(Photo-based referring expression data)

☆ ☆ ☆

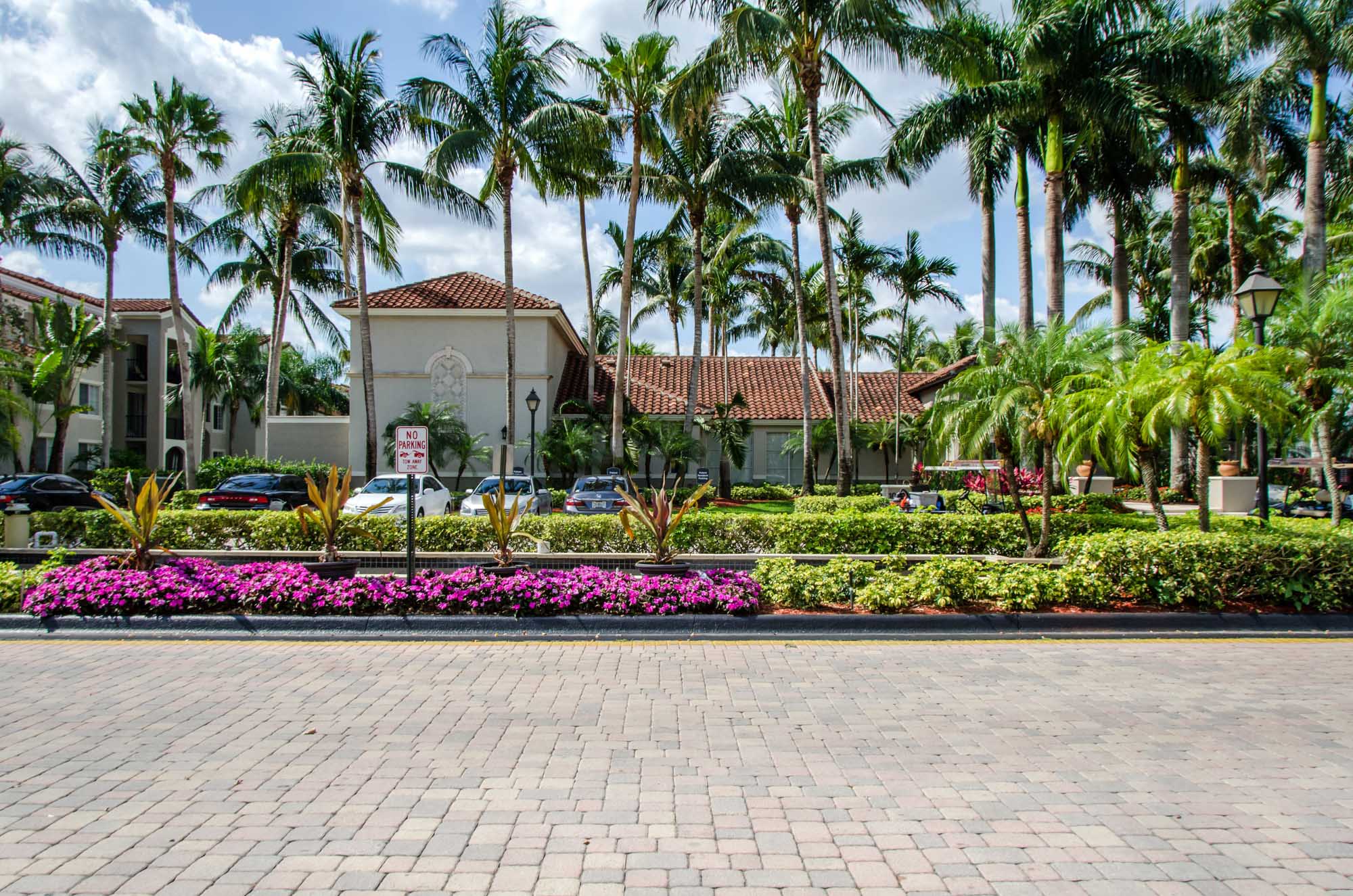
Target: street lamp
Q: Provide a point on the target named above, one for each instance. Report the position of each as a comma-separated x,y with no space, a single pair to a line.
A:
532,405
1259,297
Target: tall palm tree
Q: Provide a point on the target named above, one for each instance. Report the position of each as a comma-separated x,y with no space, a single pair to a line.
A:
1317,331
633,82
803,43
182,133
354,126
1210,392
507,112
1306,37
89,213
781,136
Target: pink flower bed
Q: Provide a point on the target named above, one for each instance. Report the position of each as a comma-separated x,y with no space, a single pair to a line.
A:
189,585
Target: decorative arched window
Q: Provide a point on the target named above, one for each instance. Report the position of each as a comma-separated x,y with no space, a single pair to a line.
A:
447,371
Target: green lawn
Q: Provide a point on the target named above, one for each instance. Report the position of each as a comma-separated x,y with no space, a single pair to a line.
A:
756,506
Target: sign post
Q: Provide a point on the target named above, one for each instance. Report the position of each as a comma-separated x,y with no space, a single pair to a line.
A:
412,461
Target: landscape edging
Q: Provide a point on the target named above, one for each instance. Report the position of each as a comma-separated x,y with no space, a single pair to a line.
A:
683,627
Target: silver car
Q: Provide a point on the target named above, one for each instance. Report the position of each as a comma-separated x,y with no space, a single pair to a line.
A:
596,494
531,496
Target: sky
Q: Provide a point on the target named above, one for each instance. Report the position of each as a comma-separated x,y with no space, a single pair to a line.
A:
67,63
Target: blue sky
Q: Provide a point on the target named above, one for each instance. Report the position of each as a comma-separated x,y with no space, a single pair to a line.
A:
70,60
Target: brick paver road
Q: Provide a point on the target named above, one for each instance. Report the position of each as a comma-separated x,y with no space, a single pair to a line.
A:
731,769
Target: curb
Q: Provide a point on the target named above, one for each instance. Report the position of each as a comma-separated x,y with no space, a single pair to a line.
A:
768,627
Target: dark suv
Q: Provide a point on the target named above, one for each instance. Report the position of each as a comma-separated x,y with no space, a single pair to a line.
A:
47,492
258,492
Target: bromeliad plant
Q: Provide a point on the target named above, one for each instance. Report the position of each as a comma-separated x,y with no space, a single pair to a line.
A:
328,513
504,521
141,517
657,516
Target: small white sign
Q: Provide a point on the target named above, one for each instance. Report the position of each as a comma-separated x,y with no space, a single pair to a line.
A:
412,450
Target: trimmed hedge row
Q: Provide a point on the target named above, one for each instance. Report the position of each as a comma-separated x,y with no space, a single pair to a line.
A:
1176,570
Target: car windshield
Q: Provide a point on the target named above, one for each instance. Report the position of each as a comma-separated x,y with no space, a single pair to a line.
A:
386,485
513,486
16,485
250,484
597,484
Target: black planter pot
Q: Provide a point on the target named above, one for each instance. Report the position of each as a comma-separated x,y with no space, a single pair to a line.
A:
335,569
664,569
512,569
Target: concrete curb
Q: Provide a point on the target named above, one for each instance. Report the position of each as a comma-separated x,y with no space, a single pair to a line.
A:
768,627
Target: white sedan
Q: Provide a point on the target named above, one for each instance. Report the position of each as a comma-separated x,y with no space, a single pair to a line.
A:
431,497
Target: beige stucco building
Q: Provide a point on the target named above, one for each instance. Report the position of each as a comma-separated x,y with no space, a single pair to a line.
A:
443,340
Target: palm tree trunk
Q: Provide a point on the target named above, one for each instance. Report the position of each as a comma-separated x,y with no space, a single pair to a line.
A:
1025,248
1205,470
592,308
1147,461
802,332
697,225
627,286
181,327
1313,224
1325,436
988,263
369,367
1053,222
1180,316
846,463
106,412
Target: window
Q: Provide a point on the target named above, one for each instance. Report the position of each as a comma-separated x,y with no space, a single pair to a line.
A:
783,467
91,396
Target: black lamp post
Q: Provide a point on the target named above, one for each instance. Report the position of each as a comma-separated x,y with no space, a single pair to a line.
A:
1259,297
532,405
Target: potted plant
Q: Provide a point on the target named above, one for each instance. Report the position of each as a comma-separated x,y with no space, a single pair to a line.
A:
141,517
660,519
503,523
331,520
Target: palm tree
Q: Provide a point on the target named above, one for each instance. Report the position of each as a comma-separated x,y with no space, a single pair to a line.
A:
802,43
504,117
1210,392
1013,393
446,431
89,213
1317,331
633,82
781,136
1103,415
178,131
66,341
1306,37
731,432
354,129
917,278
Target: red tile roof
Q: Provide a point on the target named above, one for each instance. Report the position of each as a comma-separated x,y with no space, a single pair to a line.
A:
462,290
772,386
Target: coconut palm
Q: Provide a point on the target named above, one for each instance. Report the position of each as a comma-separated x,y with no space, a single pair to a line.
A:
803,43
781,136
503,117
1103,415
181,133
1210,392
354,126
1317,331
1305,37
1013,394
87,213
446,431
633,82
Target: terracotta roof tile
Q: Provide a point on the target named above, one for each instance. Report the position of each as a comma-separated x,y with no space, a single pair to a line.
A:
463,290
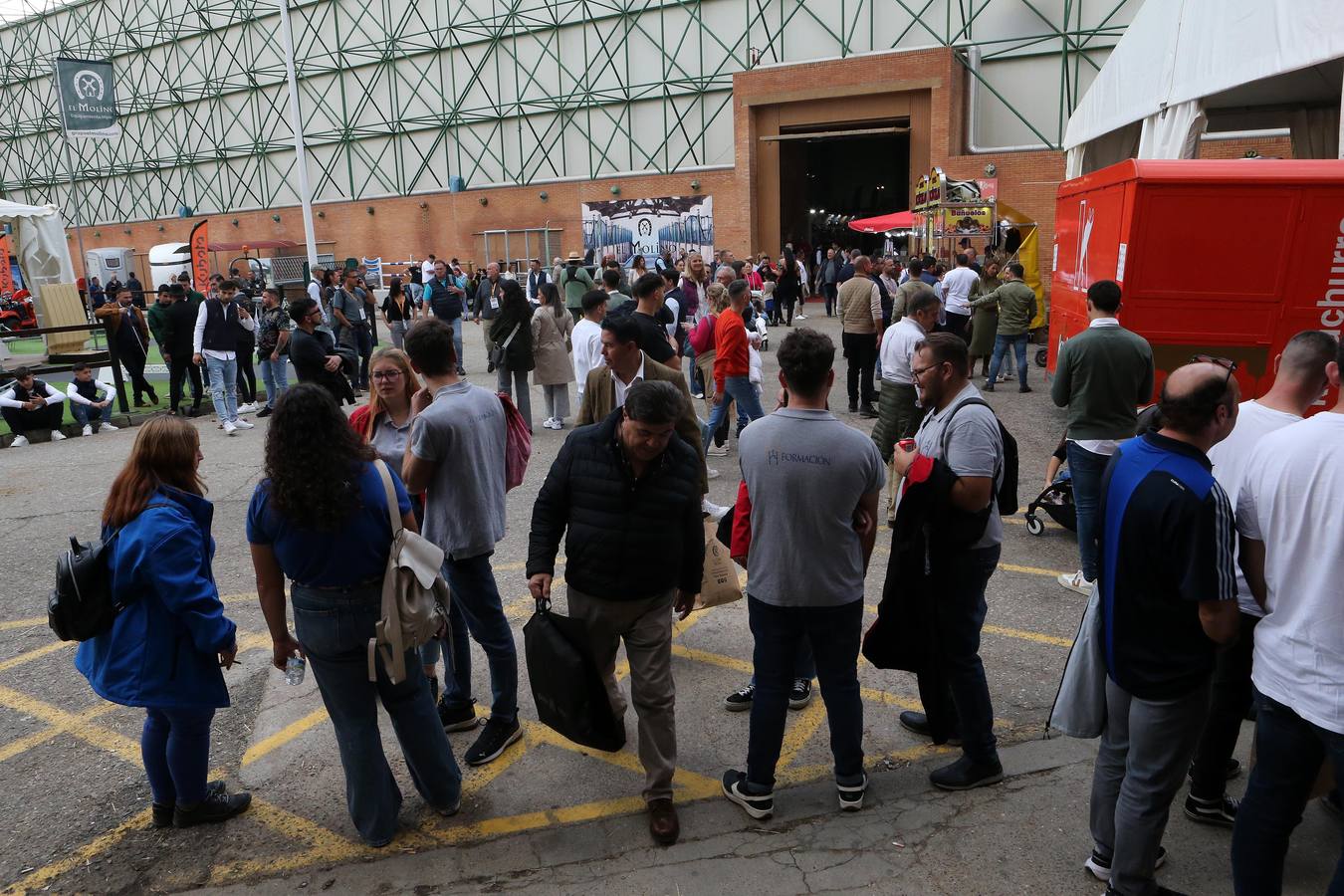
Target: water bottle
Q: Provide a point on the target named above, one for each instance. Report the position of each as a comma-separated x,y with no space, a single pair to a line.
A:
295,668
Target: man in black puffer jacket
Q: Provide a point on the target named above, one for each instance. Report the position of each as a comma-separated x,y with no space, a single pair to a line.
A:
628,491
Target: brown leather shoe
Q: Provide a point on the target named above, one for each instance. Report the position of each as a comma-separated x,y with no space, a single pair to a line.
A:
663,823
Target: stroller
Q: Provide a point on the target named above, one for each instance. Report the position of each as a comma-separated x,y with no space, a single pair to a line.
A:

☆ ☆ ☆

**What you will do**
Set the preceding data down again word for word, omitting images.

**Expected answer**
Target: street lamp
Q: Provide a point on the target named above, one for each instance. Report the position of each as a comma-separated x,y with no space, a single pair to a line.
A:
532,405
1259,297
Target: tall palm tree
Q: Provide a point on the target named above, one for each instance. Report the position of each as a comma-separated x,y with no space, a single pair to a line.
A:
1317,331
633,82
803,43
182,133
354,126
1210,392
507,112
1306,37
89,213
781,136
Target: pink flower bed
Q: Provide a point on the target named above, one for each instance. Report the position of each as a comma-separated x,y with no space, a single pair to a line.
A:
189,585
Target: decorative arched window
Q: Provide a point on the target named above, one for each instance. Report the position of each as a comma-separated x,y with no space, a single pair to a line.
A:
447,371
Target: green lawn
Q: Provide a point on the target named above, one for each instance. Report the position of each as a comma-separated x,y with no space, a single pair to a line.
A:
756,506
Target: sign post
Q: Provide a point on the target named above, one for each instance. Report the position of each as a comma-separated x,y with no space, a single pair to a line.
A:
412,461
Target: landscape edging
Q: Provide a point on the target named above, one for each instance. Report the position of each as a comma-separated x,y with no space, a single pair to a line.
A:
683,627
Target: silver car
Q: Provide a point on the target named above, one for each instance. Report the position of each as a comma-separated x,y with no space, a single pair to a line.
A:
596,494
531,496
Target: sky
Q: Provide a point on the target named above, one for each instance. Report the position of each as a comma-separated x,y with no space, a single pair to a line.
A:
67,63
Target: blue sky
Q: Provide a point on the target named above, one for each instance. Report the position of each as a comma-separated x,y with no space, a single pair to a line.
A:
70,60
Target: brick paver road
Q: Provide a point on the target named above, one for each instance. Report the position of each as a comma-separated x,y with no space, a single pair to a line.
A:
731,769
Target: curb
Q: Provide a point on the target named above, one for each instance. Report the position of each as a comma-separated x,y with no space, a single pair to a line.
A:
768,627
Target: dark suv
Q: Provide a point on the target named above, one for each instance. Report the position of each as a comma-separated x,y with no space, a single pair to a line.
A:
47,492
258,492
Target: bromeliad plant
Q: Provide a point on the target named above, one for each instance. Report the position of each as a comma-separated x,y with no space, a single pair to a line.
A:
328,513
504,521
141,517
657,516
Target: small white sign
Q: Provide a point on the target named above, one for each instance. Report the position of each as a comma-separated x,y with no space, a single pair to a line.
A:
412,450
Target: trimmed hedge row
Q: Provide a point on the target named above, one for each instance. Report the position of each as a comma-separated x,y with no space, a single pair to a line.
A:
1176,570
Target: car windshield
Q: Provide a point on the target named above, one for each instance. Report the position of each as a comma-separated x,y with no space, a single pair to a line.
A:
386,485
513,486
16,485
250,484
597,484
Target: black planter pot
Q: Provide a point on the target named above, one for each instance. Report the position of each as a comma-separated x,y with no space, a single pair to a line.
A:
335,569
664,569
512,569
Target: concrete curb
Q: Provide a point on the target named above, one for each instance. Report the position of each as a comma-separated x,y with no space, a single pair to a line.
A:
768,627
Target: white sedan
Q: Provide a point on the target named above, one for each instance. Report the position of each as a comma-separated x,y with no space, a single pair to a line.
A:
431,497
Target: beige stucco building
Q: Provide a point on the target named above, one for each instance. Report the position of each as a comma-separated x,y with no space, a single pair to a line.
A:
443,340
Target: palm tree trunk
Q: Provide a point on the target named above, one for each instance. Report the position of each as a comma-separated x,y with no space, a single pair to a line.
A:
1025,248
1205,470
592,308
1147,461
802,332
697,225
627,286
181,327
1313,224
1325,436
988,263
369,367
1053,222
1180,316
846,463
106,412
Target: window
Q: Provide a point on the target named above, one for each instance. Report the position of each as a comma-separated x,y with no space, a single pair to a line.
A:
783,467
91,396
Target: black lamp post
Q: Provide a point on the target named above, one for each instance. Report the position of each as a comma-separated x,y with no space, a single pair to a line.
A:
1259,297
532,405
Target: potted plant
Q: Provide a point on the target named above, one for each instance. Report the position of each as a comma-separated x,y with no space, a single pair to a line.
A:
141,517
660,519
503,523
331,520
Target: palm tree
Q: Provide a point on the target named above, one for each instance. Report the position of each as a comma-separated x,y with no space, a single pair to a line.
A:
802,43
504,117
1210,392
1013,393
446,431
89,213
1317,331
633,82
781,136
1103,415
178,131
66,341
1306,37
731,432
354,129
917,278
Target: red tile roof
Q: Provide a point on the target named above, one for each instance. Report the position of each as a comma-separated x,y with no space, a single pair to a line.
A:
462,290
772,386
Target: coconut palm
Q: Provide a point on the target named above, one for each instance. Report the position of each as a comma-separated x,y with no space, a single pair to a line.
A:
803,43
781,136
503,117
1103,415
181,133
1210,392
354,126
1317,331
1305,37
1013,394
87,213
446,431
633,82
Target: terracotta roof tile
Q: Provide a point on the target named above, one for each instance. Report the position of each as a comma-separated x,y with no space, a single pair to a line.
A:
463,290
Target: water bottle
Q: Provide a point on the target named above, one for each instance. Report the position of each as a comma-separated x,y with no space, a single pair to a line.
A:
295,668
Target: man in black puffer jacket
Q: Provide a point on the target named above, one for each instance. Report the position of each as a comma-separated x,y with no space, a single pair to a line.
A:
628,491
Target: brown leather shoe
Q: Provide a point on the target named above, one for each instance. Report the position of each as a comma-separated x,y with no space, a single pair to a line.
A:
663,823
Target: stroller
Q: Provide a point on the target named above, one for each instance. Report the position of each as a comma-separated x,y with no space, a single pair to a line.
A:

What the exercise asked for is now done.